▸ **Task prompt**: Could you update the items between the lines holding "of the shadow" and "point(547, 330)", inclusive, so that "shadow on wall" becomes "shadow on floor" and nothing else changes? Leave the pictures out of your answer.

▸ **Records**:

>> start

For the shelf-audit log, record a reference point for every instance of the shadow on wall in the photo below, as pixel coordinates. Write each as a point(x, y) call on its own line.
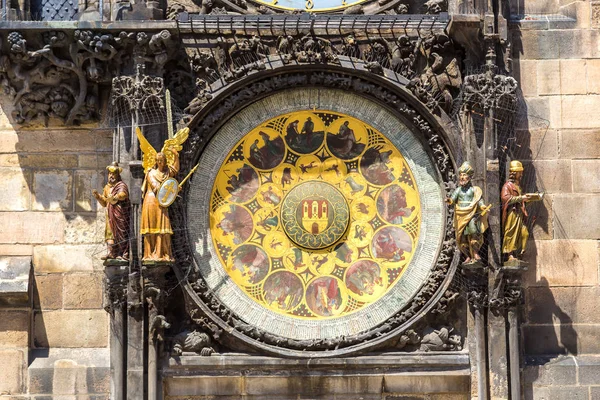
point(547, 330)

>> end
>> start

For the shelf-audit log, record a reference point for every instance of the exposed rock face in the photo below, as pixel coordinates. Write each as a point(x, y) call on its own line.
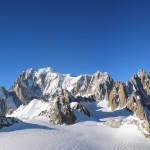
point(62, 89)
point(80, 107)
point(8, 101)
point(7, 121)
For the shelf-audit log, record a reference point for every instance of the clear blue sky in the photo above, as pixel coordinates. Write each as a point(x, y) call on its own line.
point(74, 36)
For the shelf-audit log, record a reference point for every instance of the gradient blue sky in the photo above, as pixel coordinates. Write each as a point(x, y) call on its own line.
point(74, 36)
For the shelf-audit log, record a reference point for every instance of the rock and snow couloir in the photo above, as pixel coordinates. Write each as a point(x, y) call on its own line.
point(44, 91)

>> end
>> start

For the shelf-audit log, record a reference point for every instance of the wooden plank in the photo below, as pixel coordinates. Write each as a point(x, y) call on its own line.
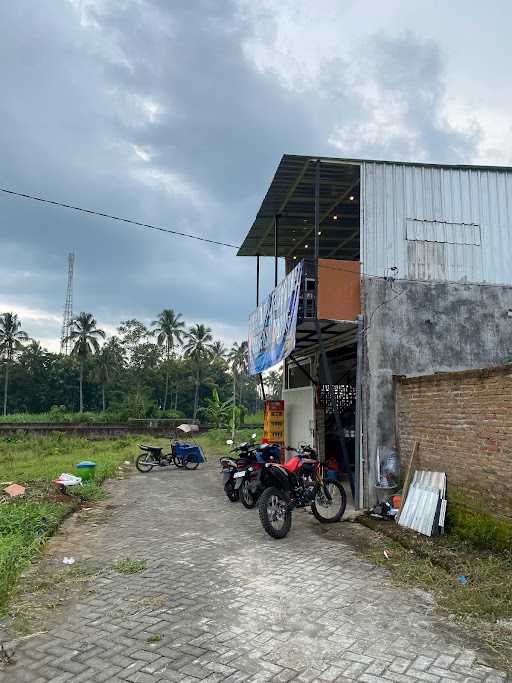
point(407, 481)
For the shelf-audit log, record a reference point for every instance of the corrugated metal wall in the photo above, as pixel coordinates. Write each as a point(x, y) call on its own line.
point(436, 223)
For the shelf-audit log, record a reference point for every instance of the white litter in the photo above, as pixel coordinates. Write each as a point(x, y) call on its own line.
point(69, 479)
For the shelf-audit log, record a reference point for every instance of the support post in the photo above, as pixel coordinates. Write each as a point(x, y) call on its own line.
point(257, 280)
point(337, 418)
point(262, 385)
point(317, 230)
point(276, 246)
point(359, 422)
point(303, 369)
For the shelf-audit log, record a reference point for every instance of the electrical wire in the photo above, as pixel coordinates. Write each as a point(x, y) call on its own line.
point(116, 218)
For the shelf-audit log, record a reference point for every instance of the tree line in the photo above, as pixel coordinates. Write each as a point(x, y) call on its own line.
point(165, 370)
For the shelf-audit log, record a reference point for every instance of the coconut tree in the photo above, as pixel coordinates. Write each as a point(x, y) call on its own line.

>> end

▸ **Exercise result**:
For the shelf-audit log, record a reference point for every instance of the shadow on floor in the photo below, as pixel coordinates. Write each as a point(x, y) call on its own line.
point(547, 330)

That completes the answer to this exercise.